ЗАДАНИЯ ->
**1)** Ответьте коротко по тексту о командирах гражданской войны:
(а) По чему, кроме крепости, Тухачевский приказал стрелять при штурме Кронштадта?
(б) Кому из двух военачальников Троцкий даже грозил арестом?
(в) Какой орден получил Белобородов за арест Думенко?
**2)** Продолжите текст о командирах гражданской войны, начав сразу после его последнего предложения.

ИЗВЛЕЧЁННЫЙ ТЕКСТ ->
:::::

При бездарном руководстве штурмом Кронштадта Тухачевский приказал палить из всех орудий не только по крепости, но и по городу: «Стрелять буду по городу день и ночь», не считаясь с потерями среди мирного населения. (Ю.А. Щетинов, Б.А. Старков. Красный маршал, с. 184).
Троцкий и троцкисты, всячески продвигая на командные должности своих сторонников, зачастую бездарей и предателей, с особой ненавистью относились к полководцам-самородкам, выходцам из рабоче-крестьянской среды. В гражданской войне многое зависит от личных качеств командира: его ума, организаторского таланта, порядочности и справедливости. За такими командирами бойцы шли в огонь и воду. Но это больше всего и не нравилось выдвиженцам Троцкого, которые не обладали такими качествами. Отсюда преследование и физическое уничтожение самых талантливых командиров из народа. Известно, как копал Троцкий под Ворошилова и Буденного, первому даже грозил арестом. При аресте настоящего героя гражданской войны, «первой шашки» республики Бориса Думенко и его штаба была проведена тщательно спланированная боевая операция, в результате которой тот, кто по шашке и лошади собирал Первую и Вторую конную армии, был расстрелян, а приспешник Троцкого Белобородов (тот самый, который распорядился расстрелять царскую семью) получил за этот «подвиг» орден Красного Знамени. При Сталине по-другому были оценены его «подвиги», он тоже числится среди невинных жертв «сталинских репрессий».

:::::

ИСХОДНЫЕ ДАННЫЕ ->
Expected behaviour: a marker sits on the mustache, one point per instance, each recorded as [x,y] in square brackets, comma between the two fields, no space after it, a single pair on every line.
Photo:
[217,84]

:::::

ОТВЕТЫ НА ЗАДАНИЯ ->
**1)**
(а) По городу.
(б) Ворошилову.
(в) Орден Красного Знамени.

**2)**
К расстрелу был приговорен и второй выдающийся полководец, выдвинутый донским казачеством, — Филипп Миронов. Правда, ВЦИК его помиловал, и этого отважного и талантливого командира поставили руководить земельным отделом Донского исполкома. Тем временем его Вторая Конная в борьбе с Врангелем была основательно потрепана и выведена в резерв. Пришлось обращаться снова к Миронову, он был назначен командующим этой армией, которую он за короткий срок привел в порядок. Узнав о назначении Миронова, к нему потянулись донские и кубанские казаки. В результате Вторая Конная прославилась на заключительном этапе гражданской войны. (В.В. Душенькин. Вторая Конная. М., 1968).
Важно отметить, что если Тухачевского и его сообщников реабилитировали в пожарном порядке, то для возвращения честного имени Думенко и Миронову понадобились многие годы. Троцкий всё же «достал» Миронова, который был арестован и с ведома Троцкого убит на прогулке в Бутырской тюрьме в 1921 г.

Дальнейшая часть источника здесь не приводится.